Stored data
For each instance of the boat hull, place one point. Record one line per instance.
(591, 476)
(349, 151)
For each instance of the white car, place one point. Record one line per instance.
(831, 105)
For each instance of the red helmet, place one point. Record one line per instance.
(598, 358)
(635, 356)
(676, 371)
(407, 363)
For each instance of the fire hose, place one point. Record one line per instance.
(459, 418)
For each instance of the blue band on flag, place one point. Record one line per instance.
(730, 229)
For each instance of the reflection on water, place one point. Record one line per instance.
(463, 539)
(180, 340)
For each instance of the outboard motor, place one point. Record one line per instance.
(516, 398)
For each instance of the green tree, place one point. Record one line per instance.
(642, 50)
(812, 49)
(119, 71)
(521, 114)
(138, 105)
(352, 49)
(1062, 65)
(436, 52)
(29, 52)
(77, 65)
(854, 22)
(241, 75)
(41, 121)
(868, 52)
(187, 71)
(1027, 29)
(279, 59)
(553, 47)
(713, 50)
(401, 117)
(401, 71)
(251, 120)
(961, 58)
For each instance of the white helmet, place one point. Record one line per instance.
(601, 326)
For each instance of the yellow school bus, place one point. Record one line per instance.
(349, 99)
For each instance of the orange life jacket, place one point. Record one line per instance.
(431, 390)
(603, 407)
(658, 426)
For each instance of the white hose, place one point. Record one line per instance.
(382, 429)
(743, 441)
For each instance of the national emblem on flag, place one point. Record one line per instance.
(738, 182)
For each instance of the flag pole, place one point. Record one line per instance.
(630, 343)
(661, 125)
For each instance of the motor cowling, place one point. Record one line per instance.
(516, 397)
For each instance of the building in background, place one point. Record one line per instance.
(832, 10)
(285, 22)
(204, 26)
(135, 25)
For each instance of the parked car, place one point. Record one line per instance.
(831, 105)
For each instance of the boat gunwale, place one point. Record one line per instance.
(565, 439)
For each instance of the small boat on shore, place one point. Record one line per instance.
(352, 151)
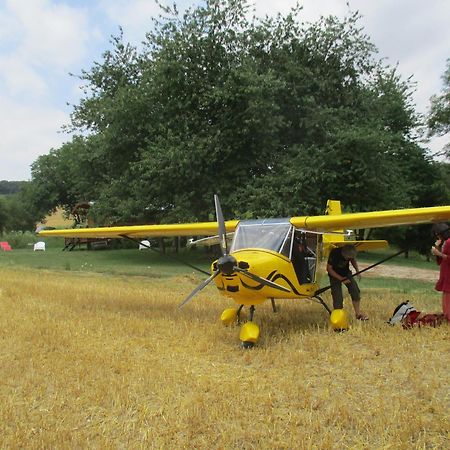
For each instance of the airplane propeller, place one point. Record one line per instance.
(227, 264)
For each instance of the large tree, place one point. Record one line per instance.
(439, 117)
(274, 115)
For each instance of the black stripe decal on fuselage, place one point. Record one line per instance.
(271, 277)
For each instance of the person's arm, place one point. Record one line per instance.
(442, 253)
(334, 274)
(355, 264)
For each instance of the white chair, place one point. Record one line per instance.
(144, 245)
(39, 246)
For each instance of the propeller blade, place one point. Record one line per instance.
(221, 225)
(261, 279)
(199, 288)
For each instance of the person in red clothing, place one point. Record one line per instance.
(441, 249)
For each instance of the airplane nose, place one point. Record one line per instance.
(226, 264)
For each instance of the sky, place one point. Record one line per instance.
(43, 41)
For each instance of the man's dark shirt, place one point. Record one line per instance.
(339, 263)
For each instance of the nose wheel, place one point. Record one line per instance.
(249, 333)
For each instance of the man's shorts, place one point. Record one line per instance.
(336, 292)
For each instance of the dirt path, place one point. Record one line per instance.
(392, 271)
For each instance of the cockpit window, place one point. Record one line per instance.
(271, 234)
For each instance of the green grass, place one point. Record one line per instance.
(148, 263)
(414, 259)
(117, 262)
(401, 285)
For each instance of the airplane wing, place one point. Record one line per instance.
(375, 219)
(141, 231)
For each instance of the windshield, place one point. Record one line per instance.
(270, 234)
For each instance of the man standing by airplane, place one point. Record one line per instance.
(338, 268)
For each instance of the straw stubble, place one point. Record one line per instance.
(102, 362)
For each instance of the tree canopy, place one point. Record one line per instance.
(275, 115)
(439, 117)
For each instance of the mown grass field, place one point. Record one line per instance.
(106, 360)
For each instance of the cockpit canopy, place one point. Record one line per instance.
(269, 234)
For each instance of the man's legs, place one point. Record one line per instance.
(336, 293)
(446, 305)
(355, 294)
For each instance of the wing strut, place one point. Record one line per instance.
(322, 290)
(165, 254)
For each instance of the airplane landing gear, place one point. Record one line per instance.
(250, 331)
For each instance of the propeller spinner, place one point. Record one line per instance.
(227, 264)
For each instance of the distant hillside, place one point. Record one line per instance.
(10, 187)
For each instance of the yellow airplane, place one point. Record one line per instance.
(272, 258)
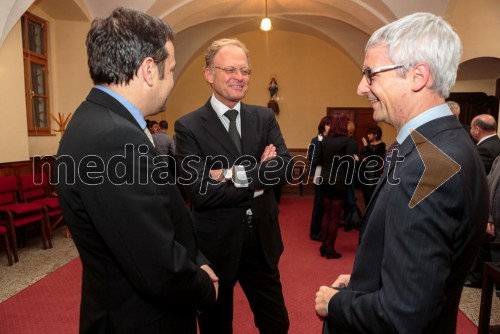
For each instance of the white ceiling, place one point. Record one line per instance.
(346, 24)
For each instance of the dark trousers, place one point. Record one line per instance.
(317, 214)
(262, 287)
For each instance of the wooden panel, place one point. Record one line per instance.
(473, 104)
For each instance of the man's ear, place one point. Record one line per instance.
(147, 70)
(209, 75)
(420, 77)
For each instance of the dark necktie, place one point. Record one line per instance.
(233, 131)
(388, 154)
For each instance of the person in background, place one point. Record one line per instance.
(483, 129)
(455, 109)
(350, 207)
(371, 161)
(337, 161)
(233, 155)
(315, 171)
(153, 127)
(142, 271)
(493, 227)
(484, 132)
(413, 256)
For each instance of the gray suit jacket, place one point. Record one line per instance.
(411, 263)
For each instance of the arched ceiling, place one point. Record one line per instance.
(345, 24)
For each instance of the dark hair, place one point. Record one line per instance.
(323, 123)
(338, 126)
(164, 124)
(376, 130)
(118, 44)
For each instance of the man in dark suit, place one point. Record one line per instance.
(424, 223)
(142, 271)
(483, 128)
(232, 155)
(484, 131)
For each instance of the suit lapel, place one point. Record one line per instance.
(99, 97)
(427, 130)
(248, 130)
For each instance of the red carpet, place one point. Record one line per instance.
(52, 304)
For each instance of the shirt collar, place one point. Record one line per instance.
(484, 138)
(133, 110)
(220, 108)
(439, 111)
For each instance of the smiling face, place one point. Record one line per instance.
(387, 90)
(228, 88)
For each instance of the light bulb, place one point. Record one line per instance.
(265, 24)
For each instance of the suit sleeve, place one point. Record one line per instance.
(143, 223)
(205, 193)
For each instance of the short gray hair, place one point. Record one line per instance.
(422, 38)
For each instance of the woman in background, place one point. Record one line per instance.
(337, 160)
(315, 171)
(371, 158)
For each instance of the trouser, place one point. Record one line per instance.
(262, 287)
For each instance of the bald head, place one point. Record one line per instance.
(483, 125)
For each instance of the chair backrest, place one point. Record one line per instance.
(33, 186)
(8, 190)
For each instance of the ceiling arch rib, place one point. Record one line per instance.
(348, 39)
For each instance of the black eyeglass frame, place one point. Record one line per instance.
(369, 73)
(232, 70)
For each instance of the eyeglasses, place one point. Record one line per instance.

About this exercise
Leaving out the pictures, repeat all of the entries exactly.

Problem solution
For each instance of the boat hull, place one point. Record one line per instance.
(591, 476)
(349, 151)
For each instance of the white car, place one point. Record one line per instance.
(831, 105)
For each instance of the red helmet, place one point. Record one line per instance.
(598, 358)
(635, 356)
(676, 371)
(407, 363)
For each instance of the fire hose, place one point. Record one line per instance.
(459, 418)
For each instance of the blue band on flag, place one point. Record one line per instance.
(730, 229)
For each instance of the reflection on water, place one point. Record one line per instance.
(463, 539)
(180, 340)
For each instance of the outboard motor, place one point. Record one line per instance.
(516, 398)
For each instance of the green tree, place one point. Record one line per instance.
(642, 50)
(812, 49)
(119, 71)
(521, 114)
(138, 105)
(352, 49)
(1062, 65)
(436, 52)
(29, 52)
(77, 65)
(854, 22)
(241, 75)
(41, 121)
(868, 52)
(187, 71)
(1027, 29)
(279, 59)
(553, 47)
(713, 50)
(401, 117)
(401, 71)
(251, 120)
(961, 58)
For each instance of the white helmet, place one point. Record one line per instance.
(601, 326)
For each instance of the yellow school bus, place one point. Record one line per instance.
(349, 99)
For each instance of the orange life jacket, place one point. Record one line per instance.
(431, 390)
(603, 407)
(658, 426)
For each instance of the white hose, place one point. Record one line per instance.
(382, 429)
(743, 441)
For each instance of the national emblem on flag, place one point. Record one line per instance.
(738, 182)
For each instance of the flag pole, place one point. Record one line per instance.
(630, 343)
(661, 125)
For each instance of the motor cowling, place one point. Record one line per instance.
(516, 397)
For each instance of the building in background, place one point. Record one line per instance.
(832, 10)
(285, 22)
(204, 26)
(135, 25)
For each instance of the parked car, place one point. Record one line per instance.
(831, 105)
For each instance of the boat gunwale, place one point. Record one line per instance.
(565, 439)
For each instance of the small boat on shore, place one point. Record one line per instance.
(352, 151)
For each instance of the airplane propeller, place one point. Record one line per instance.
(227, 264)
For each instance of the large tree, place one point. Record one line per instance.
(439, 117)
(274, 115)
For each instance of the black stripe decal on fuselage, place one point. Record one line per instance.
(271, 277)
For each instance of the person's arm, place one point. Record one line per instance.
(442, 253)
(334, 274)
(355, 264)
For each instance of the white chair, place one point. Record one line per instance.
(144, 245)
(39, 246)
For each instance of the propeller blade, place one point. Record one line per instance.
(221, 225)
(261, 279)
(199, 288)
For each instance of the person in red clothing, place one point. Record one line per instance.
(441, 249)
For each instance of the airplane nose, place one point. Record one line per instance.
(226, 264)
For each instance of the sky, place one point. Record one line per instance.
(43, 41)
For each instance of the man's dark shirt, place one point. Record one line per instance.
(339, 263)
For each instance of the nose wheel, place one point. Record one line per instance.
(249, 333)
For each instance of the man's shorts, place one point. Record one line per instance.
(336, 292)
For each instance of the dirt path, place one point. Record one line per instance.
(392, 271)
For each instance of the cockpit window, place one point. Record one line per instance.
(271, 234)
For each instance of the green grass, place one point. Record one line per instance.
(148, 263)
(414, 259)
(117, 262)
(401, 285)
For each instance of the airplane wing, place one point. Record one line per instance.
(375, 219)
(141, 231)
For each instance of the windshield, place one point. Record one line per instance.
(270, 234)
For each instance of the man standing by airplane, place one point. Record one line per instance.
(338, 268)
For each instance of the straw stubble, place one point. Record one line per instance.
(102, 362)
For each instance of the tree canopy, place one point. Record one line per instance.
(275, 115)
(439, 117)
For each instance of the mown grass field, place one point. Record one line per instance.
(106, 360)
For each instance of the cockpit canopy, place one point. Record one line per instance.
(269, 234)
For each instance of the man's legs, place one point. Record one line per instance.
(336, 293)
(446, 305)
(355, 294)
For each instance of the wing strut, place one point. Record one line per instance.
(322, 290)
(165, 254)
For each instance of the airplane landing gear, place one point. Record one line per instance.
(250, 331)
For each instance of the propeller spinner, place one point. Record one line per instance.
(227, 264)
For each instance of the distant hillside, place one point. Record one line per instance.
(10, 187)
For each instance of the yellow airplane, place one point. Record one line per instance.
(272, 258)
For each instance of the white ceiling, place one point. Record one line per instance.
(346, 24)
For each instance of the dark trousers, place one point. Record one line per instance.
(317, 214)
(262, 287)
For each instance of the wooden panel, place one point. Record one line per instance.
(473, 104)
For each instance of the man's ear, place one point. Record one line per instance.
(147, 70)
(209, 75)
(420, 77)
For each instance of the dark necktie, place one point. Record one line per instance.
(233, 131)
(388, 154)
For each instance of the person in background, place one point. Record one line per instance.
(483, 129)
(455, 109)
(350, 207)
(371, 161)
(337, 161)
(233, 155)
(315, 171)
(153, 127)
(142, 271)
(493, 227)
(484, 132)
(413, 256)
For each instance of the gray suit jacket, place one point. Record one line per instance.
(411, 263)
For each instance of the arched ceiling, place one point. Record one line per instance.
(345, 24)
For each instance of the dark hair, place one point. Record one line per instance.
(323, 123)
(338, 126)
(164, 124)
(376, 130)
(118, 44)
For each instance of the man in dark suit, place one point. Record one line per instance.
(424, 223)
(142, 271)
(483, 128)
(232, 155)
(484, 131)
For each instance of the suit lapel, place one point. Record one line per instance.
(99, 97)
(427, 130)
(248, 130)
For each instance of the red carpet, place one point. Record one line per instance.
(52, 304)
For each instance of the shirt collar, place one point. Record one line per instance.
(484, 138)
(133, 110)
(220, 108)
(439, 111)
For each instance of the smiling face, place one point. Record one line per instance.
(387, 90)
(228, 88)
For each instance of the light bulb, place one point. Record one line per instance.
(265, 24)
For each instance of the suit sleeve, place one point. Record one line per instance.
(143, 223)
(205, 193)
For each instance of the short gray hair, place one point. Record one line per instance.
(422, 38)
For each instance of the woman in background, place one point. Record one line per instance.
(337, 160)
(315, 171)
(371, 158)
For each instance of the trouser, place one point. Record one line per instance.
(262, 287)
For each instance of the bald head, place one point. Record one line per instance.
(483, 125)
For each instance of the chair backrest, place one point. Record one line per instance.
(33, 186)
(8, 190)
For each instance of the ceiling arch rib, place one point. Record one line per instance.
(348, 39)
For each instance of the black eyeglass frame, place one point. Record one line per instance.
(369, 73)
(232, 70)
For each instance of the eyeglasses, place one point. Record one line per instance.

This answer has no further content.